# GOAL
Reproduce every line of the rows from the line containing "dolphin table leg" through the final row, both included, and shift each coordinate in the answers by adding 97 to it. Leave all other text on those lines unchanged.

# DATASET EXCERPTS
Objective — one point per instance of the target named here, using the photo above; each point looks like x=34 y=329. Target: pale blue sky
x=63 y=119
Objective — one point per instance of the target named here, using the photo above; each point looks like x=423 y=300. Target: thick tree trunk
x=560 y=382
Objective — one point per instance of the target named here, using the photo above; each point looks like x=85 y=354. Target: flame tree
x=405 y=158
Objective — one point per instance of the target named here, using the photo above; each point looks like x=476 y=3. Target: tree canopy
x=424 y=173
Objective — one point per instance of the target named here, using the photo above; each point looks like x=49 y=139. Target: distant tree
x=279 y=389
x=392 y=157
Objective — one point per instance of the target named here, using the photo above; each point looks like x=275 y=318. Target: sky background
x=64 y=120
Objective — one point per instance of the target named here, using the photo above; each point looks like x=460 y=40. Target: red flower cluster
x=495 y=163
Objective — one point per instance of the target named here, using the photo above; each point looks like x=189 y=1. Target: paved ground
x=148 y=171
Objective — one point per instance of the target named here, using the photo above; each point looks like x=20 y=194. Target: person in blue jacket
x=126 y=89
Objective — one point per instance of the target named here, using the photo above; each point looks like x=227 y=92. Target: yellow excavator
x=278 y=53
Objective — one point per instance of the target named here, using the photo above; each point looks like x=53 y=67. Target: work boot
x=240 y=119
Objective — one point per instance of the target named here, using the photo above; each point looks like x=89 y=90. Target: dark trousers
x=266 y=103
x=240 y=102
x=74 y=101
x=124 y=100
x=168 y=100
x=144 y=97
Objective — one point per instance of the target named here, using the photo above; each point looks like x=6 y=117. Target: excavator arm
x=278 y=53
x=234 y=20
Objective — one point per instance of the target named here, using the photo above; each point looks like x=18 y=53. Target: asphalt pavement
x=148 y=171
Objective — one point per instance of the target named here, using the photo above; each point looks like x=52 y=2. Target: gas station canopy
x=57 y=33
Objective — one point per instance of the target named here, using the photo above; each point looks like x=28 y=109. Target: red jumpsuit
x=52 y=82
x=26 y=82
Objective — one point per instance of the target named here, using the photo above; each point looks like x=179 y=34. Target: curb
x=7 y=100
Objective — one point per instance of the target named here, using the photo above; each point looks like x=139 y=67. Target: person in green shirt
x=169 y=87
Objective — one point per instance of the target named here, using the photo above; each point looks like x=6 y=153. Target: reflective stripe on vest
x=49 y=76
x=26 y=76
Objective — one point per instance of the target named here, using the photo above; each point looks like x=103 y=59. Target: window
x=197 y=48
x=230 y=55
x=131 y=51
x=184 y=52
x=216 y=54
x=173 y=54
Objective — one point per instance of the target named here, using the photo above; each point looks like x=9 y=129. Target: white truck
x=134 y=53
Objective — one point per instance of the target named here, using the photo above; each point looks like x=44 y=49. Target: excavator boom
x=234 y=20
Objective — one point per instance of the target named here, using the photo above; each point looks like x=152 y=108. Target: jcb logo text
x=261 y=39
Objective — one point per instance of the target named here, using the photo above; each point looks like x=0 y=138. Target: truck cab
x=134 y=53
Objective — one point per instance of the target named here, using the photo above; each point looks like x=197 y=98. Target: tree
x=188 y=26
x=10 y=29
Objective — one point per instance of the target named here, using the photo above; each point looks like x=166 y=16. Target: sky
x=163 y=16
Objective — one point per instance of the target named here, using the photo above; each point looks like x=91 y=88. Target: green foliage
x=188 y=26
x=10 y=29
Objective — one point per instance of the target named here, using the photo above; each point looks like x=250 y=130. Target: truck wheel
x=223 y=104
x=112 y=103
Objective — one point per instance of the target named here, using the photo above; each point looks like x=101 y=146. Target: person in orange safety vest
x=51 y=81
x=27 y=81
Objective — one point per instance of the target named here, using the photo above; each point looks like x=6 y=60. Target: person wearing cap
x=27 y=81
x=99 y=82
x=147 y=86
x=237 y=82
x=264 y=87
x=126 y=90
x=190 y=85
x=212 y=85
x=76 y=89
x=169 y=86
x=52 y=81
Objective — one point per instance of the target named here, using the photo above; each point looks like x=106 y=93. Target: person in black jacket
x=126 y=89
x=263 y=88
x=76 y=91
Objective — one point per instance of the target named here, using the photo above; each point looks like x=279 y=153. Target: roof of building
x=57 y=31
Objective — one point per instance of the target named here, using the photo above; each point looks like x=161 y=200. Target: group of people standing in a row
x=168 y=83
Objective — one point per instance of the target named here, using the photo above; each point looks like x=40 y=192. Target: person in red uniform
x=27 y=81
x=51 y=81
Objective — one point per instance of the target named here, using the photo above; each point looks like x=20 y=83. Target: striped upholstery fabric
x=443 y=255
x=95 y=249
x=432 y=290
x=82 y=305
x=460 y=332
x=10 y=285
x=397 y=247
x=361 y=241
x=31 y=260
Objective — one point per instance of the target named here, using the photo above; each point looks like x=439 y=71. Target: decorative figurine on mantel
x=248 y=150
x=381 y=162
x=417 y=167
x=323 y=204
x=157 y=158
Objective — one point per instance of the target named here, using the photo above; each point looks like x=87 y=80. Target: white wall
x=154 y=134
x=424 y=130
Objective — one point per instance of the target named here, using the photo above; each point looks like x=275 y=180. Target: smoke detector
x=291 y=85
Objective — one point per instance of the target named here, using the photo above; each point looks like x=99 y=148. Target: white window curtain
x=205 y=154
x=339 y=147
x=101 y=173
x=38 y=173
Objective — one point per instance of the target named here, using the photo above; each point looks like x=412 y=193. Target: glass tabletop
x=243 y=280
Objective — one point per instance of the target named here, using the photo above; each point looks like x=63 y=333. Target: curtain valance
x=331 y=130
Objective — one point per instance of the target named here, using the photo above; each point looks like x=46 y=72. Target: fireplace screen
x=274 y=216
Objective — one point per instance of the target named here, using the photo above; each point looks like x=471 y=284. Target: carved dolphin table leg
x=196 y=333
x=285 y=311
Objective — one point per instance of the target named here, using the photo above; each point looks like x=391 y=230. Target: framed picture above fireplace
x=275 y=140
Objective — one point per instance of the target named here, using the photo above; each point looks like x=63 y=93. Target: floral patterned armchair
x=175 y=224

# SOLUTION TO THE PROBLEM
Objective — one point per instance of the target named here, using the photo above; each point looks like x=471 y=284. Target: carved dolphin table leg
x=293 y=430
x=382 y=408
Objective — one point per instance of the target named here, using the photo above; each point looks like x=391 y=230. Target: framed picture above fireplace
x=372 y=237
Objective — one point per instance of the target named here, using the photo above; each point looks like x=63 y=93. Target: floral patterned armchair
x=272 y=321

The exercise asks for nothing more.